> [How to complete this task]: Use the entries below and reproduce exactly the lines from the one containing "Query: wire crossing sky" down to the one containing "Query: high-rise apartment building", both of them included.

> [Source material]:

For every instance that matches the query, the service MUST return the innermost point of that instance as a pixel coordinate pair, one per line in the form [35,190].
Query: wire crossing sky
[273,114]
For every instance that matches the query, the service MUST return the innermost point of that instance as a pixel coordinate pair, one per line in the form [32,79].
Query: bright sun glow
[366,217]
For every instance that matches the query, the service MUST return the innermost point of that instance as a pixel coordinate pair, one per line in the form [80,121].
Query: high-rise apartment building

==

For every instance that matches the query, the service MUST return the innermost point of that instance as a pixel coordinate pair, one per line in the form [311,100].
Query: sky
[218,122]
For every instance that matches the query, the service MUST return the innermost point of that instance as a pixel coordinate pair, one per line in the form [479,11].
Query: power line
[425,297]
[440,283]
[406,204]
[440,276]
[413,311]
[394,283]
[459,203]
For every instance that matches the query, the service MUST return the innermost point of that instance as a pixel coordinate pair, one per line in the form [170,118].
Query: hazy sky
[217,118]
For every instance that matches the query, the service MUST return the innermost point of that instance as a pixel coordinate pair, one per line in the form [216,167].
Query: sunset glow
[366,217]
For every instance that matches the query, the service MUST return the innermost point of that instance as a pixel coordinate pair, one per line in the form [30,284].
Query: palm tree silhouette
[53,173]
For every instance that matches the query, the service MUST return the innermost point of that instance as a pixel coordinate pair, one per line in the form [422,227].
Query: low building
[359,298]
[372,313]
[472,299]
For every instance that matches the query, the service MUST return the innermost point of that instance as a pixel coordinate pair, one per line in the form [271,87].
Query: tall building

> [Completed exercise]:
Query: wire crossing sky
[273,114]
For every instance that matches the query, the service MUST return the innermost point of that instance as a pixel coordinate pair, one per line in the form [32,79].
Query: bright sun glow
[366,217]
For every instance that matches the query, the service MUST return the innermost point of that instance as a pixel coordinate pair, one per line in the form [80,121].
Query: high-rise apartment building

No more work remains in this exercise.